### Text segment
Electronic Newsletters and Your Websiteby Peter Shikli |
Most of us have or plan to have a company website. After all, it is by far the cheapest way to reach the largest audience, and confessing to a prospect that you have no web site address is getting as embarrassing as confessing that you have no fax number. After converting your brochure into a website to help project your image, many businesses providing business-to-business services are making a disquieting discovery - your website is one in a group of a million and your website developer is talking about how to make your website entertaining and engaging in order to stand out. It's not just the expense that causes the problem, but rather the doubt in your mind that your customers can be coerced into revisiting your website by animated graphics and interesting sound bites that take forever to download.
There is a better way, in fact many better ways, and we will explain one of the cheapest and most effective ways to use a website - as a lead generator for your electronic newsletter.
Begin by recognizing that most websites are developed by people migrating from multimedia, a world where sound and light is king and the audience is usually the consumer. Your customers are more likely to be business people with more money than time, and they don't look to your company for entertainment.
"Our customers look to us to save them time by giving them information," says Gary Griffin of Griffin Communications Inc., a publisher of insurance and risk management references and periodicals. "Such customers often don't have the time to keep coming back to our website to see if there is anything new - even if we do keep our website current with information about our latest publications and special offers."
Now for the good news - it is significantly cheaper and more effective to push information to busy people in order to maintain your marketing visibility than to pull them in to revisit your website.
This sounds suspiciously like mass mail, and internet users are quick to point out that mass mail doesn't work on the internet. Whereas this is true in terms of sending unsolicited email advertisement, it is not true when the mass mailing target has requested to be on your mass mailing list, ie your newsletter subscribers.
######
### Source material
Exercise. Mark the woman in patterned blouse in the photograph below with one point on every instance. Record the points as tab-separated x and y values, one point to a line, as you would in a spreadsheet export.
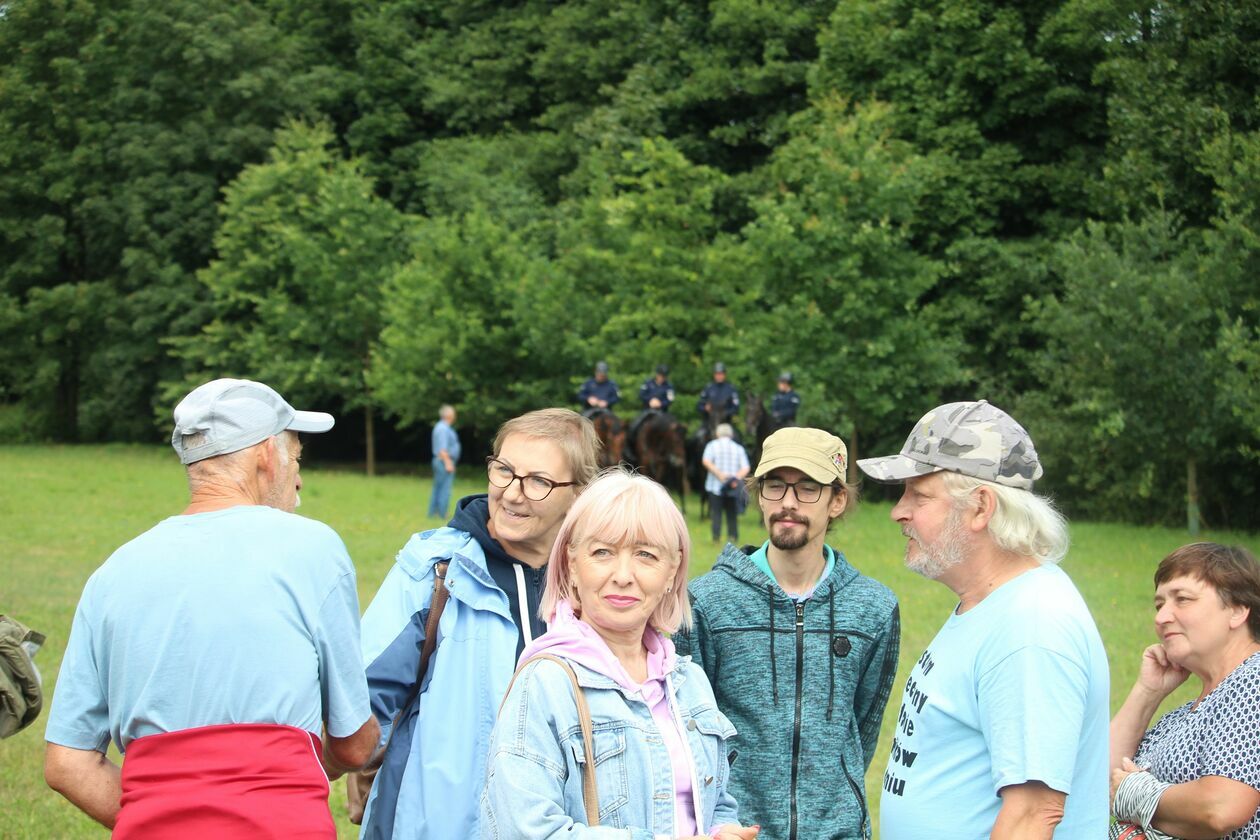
1197	772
######
**Task to complete**
Please pick up the newsletter article after its final sentence and keep writing. The material is separate from the newsletter article.

**Response for this exercise**
As you will see, this is easy to arrange and then almost free to maintain. In fact, we consider it one of the primary marketing missions of a website.
The approach is simply to provide an online form for the cybernaut to fill in if they would like to be added to your mailing list. In the information hungry world of the internet, it is not hard to convince someone browsing the web that they should sign up if your web page introduces them to valuable information. This can't be just cute clip art, gratuitous graphics, or a technical curiosity - your website has to demonstrate an ability to deliver useful information to cybernauts with a specialized interest.
The form could request standard information such as name, address, phone, email address, etc., and it could also have pick lists to help categorize your customers and their interests. Look to the "bingo cards" you or your competitors now use to send prospects the type of information they need.
Most of you command information in one or more specialized areas. These could be pick lists on the form, and cybernauts are thus able to signup by focused interest areas The key is to present yourselves as specialists.
Griffin Communications, for example, has seven different areas of interest which customers can choose from, including Professional Liability, Fiduciary Liability, and Employment Practices Liability and Property.
A well designed web page can gather dozens or even thousands of such signups per day 24 hours a day. A busy sales prospect should be able to arrive at your website, determine that you are a valuable information asset, subscribe to a focused mailing list, and be gone in under 10 minutes.
What is that worth? Mailing list companies sell addresses from 10¢ to $1 each depending on how good a match it is to your products or services. And how could you get a better match than someone who expresses an interest in your business? Most sales people don't refer to this as generating a mailing list but as generating leads.
Once you have the growing mailing list (aka lead list), servicing it is easier, faster and cheaper than any paper newsletter. Every email software program supports mail groups. You establish a mail group for each area of interest and add email addresses to it as you get signups. When you have a sales announcement, a monthly news flash, product release, or any other tidbit of useful information, you throw it together as an email message and queue it to be sent to the interest group(s) of your choosing. Unlike paper newsletters which require extensive layout design to present your image correctly, email is simply text - you don't spend hours working with fonts, columns, and clip art because you can't, and you can't lose presentation points on account of it. As you can guess, the content is what matters - it has to be short, clear, and useful.
After that, you sign off and your email system goes to work sending off your newsletter article to thousands of your prospects across the street or across the world.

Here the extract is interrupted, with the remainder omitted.